> Problems to solve:
1. In the wood stove thread, write out the part starting with "Yes, the stove" and going on through "last few weeks.", swapping "backup heat source" for "secondary heat source".
2. In the wood stove thread, which company made the power vent that karl put in his sister's house?

> Passage:
# Automatic Draft Inducer on Wood Stove???



## peauxrouge (Dec 27, 2008)

Hi there, 
We recently had a Quadra-Fire Millenium installed in our house. It is installed in the basement and the chimney goes out through the foundation and up the side of the house. We live in Montana and as you can imagine it gets quite cold. I love the stove when it is up and rolling. The pain is getting it started. The outside pipe gets very cold and when you open the door to first start a fire you can feel the air coming down the chimney into the house. I have tried pre-warming the chimney by pointing a heat gun up the chimney for about a half-hour then lighting the fire, still smokes an ungodly amount for about 20 minutes before the cold air is forced out of the chimney. Then all is well save for our house smelling like smoke for ages. I have searched this forum and checked most everything though I still have to verify that the fireplace people did indeed get the stack to the required height above the roof. 

Assuming that everything is done as it should be, what can I do here? I know you can get a chimney fan for the end of the chimney, though they are around $1k. If it comes to that, I am willing. However, I noticed online here: http://www.northlineexpress.com/itemdesc.asp?ic=5TJ-AD-1 that you can install a draft inducer that would be much cheaper. I am interested to know how well this works if anyone else here has used one? I am VERY interested in this draft inducer and I am willing to try anything right now as I am NOT willing to put up with a smokey house like I have been. 

BTW, this model wood stove has a baffle at the top of the inside that helps burn extra gas/ash for a cleaner burn, so this prevents me from performing the rolled up newspaper trick, and the draft is coming in at such a rate initially I doubt it would really work that well. 

Thanks for your input.

(BTW, since originaly writing this, we have made sure all pipes are sealed properly, etc. and I have even gone as far as using a weed-burner to pre-heat the chimney, which has worked the best to date.)


----------



## karl (Dec 27, 2008)

Tjernlund is the company that made the power vent I put in my sisters house.  It works well and they included everything I needed.

What gets me is, I live alot further south than you do and I regularly go a few months without the stove every going out.  Are you just a weekend burner or something?


----------



## peauxrouge (Dec 27, 2008)

Yes, the stove is not my primary mode of heating the house, rather a backup heat source for emergencies, or to help in heating when it gets very cold out, teens or lower, which it has been and then-some the last few weeks.

Anyway, was the vent similar to the one I have linked in my initial post?  I am intrigued as to how you thought the install was?


----------



## atvdave (Dec 27, 2008)

I've been to Montana and boy doe's it get cold... and very windy. I'm wondering if the wind isn't causing the problem. Has it been windy outside when the cool air is coming out of the stove?

If so this may be something to look at. I don't know how thy work I just ran across them looking for a replacement rain cap for my chimney.

http://www.chimneycapdesign.com/

It's worth taking a look at.

EDIT... sorry, I forgot to tell you which product to look at.. DraftMaster cap


----------



## LLigetfa (Dec 27, 2008)

> Data shown:
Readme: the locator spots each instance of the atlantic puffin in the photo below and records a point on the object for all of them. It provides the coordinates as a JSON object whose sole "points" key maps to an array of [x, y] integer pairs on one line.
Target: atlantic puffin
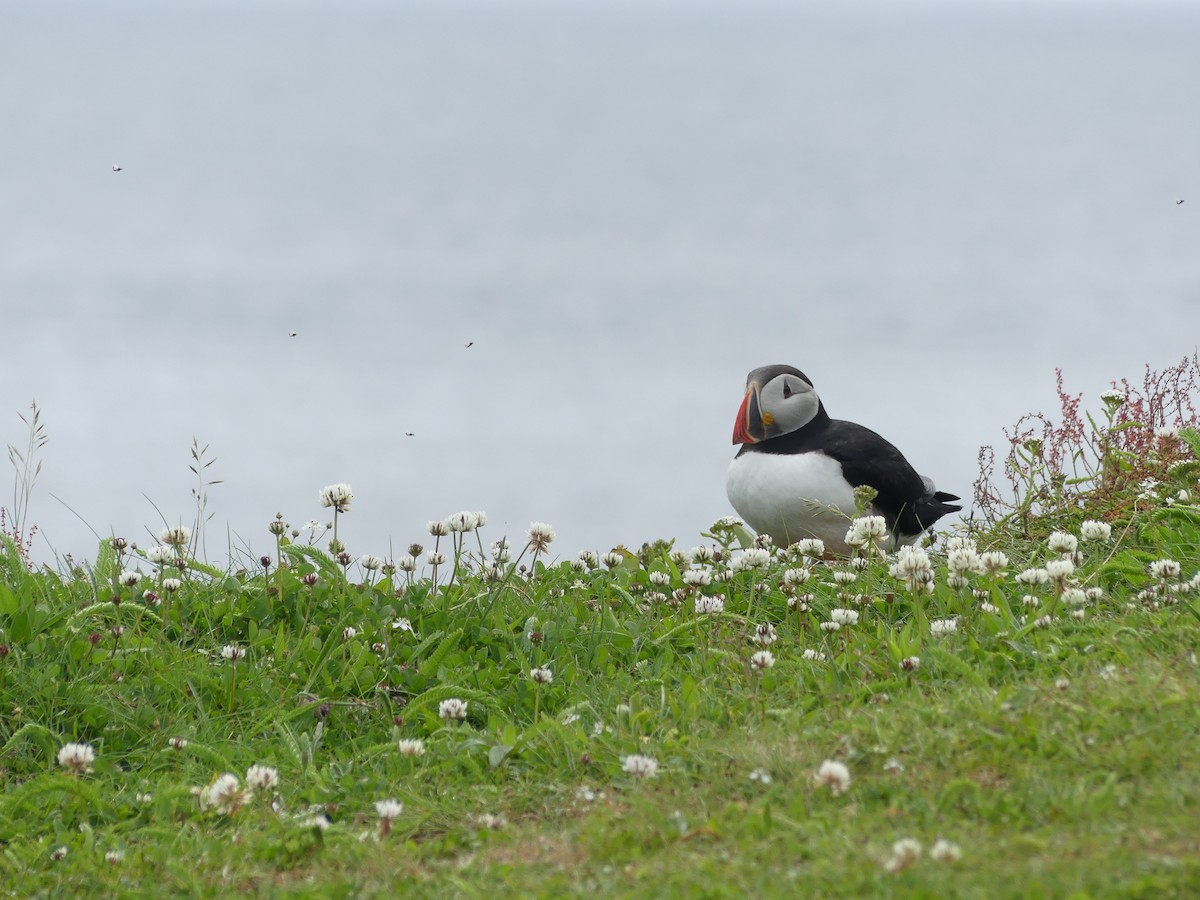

> Task-by-task outputs:
1.
Yes, the stove is not my primary mode of heating the house, rather a secondary heat source for emergencies, or to help in heating when it gets very cold out, teens or lower, which it has been and then-some the last few weeks.

2. Tjernlund